Print the lines that run from the line with "positive clicks: (474, 379)" to the line with "negative clicks: (377, 341) (382, 369)", keeping both end lines, exactly as they appear in the entries below, and nothing else.

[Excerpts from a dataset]
╭──
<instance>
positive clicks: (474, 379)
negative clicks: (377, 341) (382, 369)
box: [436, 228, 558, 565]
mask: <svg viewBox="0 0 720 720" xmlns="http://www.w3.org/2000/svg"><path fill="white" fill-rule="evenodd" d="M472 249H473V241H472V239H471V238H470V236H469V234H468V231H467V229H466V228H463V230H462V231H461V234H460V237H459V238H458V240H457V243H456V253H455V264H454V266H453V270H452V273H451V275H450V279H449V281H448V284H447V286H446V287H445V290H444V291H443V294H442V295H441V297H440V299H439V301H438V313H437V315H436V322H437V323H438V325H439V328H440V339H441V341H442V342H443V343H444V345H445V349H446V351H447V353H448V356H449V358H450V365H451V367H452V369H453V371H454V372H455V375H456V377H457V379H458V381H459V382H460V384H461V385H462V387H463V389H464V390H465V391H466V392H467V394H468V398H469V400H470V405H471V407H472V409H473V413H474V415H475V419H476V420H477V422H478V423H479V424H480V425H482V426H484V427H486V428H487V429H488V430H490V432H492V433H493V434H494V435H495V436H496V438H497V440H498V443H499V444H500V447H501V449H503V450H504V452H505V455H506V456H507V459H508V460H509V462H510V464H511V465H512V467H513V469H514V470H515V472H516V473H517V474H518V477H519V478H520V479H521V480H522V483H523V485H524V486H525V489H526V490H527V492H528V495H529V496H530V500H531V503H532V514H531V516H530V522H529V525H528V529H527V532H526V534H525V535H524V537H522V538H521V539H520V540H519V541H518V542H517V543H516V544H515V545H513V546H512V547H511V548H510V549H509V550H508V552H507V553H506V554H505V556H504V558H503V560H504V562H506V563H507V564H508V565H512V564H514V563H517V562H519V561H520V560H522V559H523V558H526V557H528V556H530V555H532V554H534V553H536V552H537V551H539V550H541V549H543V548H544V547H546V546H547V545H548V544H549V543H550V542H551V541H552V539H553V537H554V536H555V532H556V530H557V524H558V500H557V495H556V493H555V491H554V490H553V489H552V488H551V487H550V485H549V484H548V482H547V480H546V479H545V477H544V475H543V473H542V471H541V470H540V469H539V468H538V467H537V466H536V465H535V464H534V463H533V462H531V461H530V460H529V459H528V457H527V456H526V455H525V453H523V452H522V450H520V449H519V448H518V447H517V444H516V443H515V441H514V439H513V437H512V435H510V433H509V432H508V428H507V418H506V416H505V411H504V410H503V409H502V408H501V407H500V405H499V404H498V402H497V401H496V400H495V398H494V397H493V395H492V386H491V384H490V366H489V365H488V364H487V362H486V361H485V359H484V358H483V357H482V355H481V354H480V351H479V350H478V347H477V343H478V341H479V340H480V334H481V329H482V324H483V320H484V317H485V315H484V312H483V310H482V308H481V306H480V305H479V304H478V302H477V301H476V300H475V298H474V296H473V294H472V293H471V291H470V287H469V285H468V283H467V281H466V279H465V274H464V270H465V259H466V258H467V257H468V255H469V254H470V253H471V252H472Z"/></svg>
╰──
The answer:
positive clicks: (474, 379)
negative clicks: (377, 341) (382, 369)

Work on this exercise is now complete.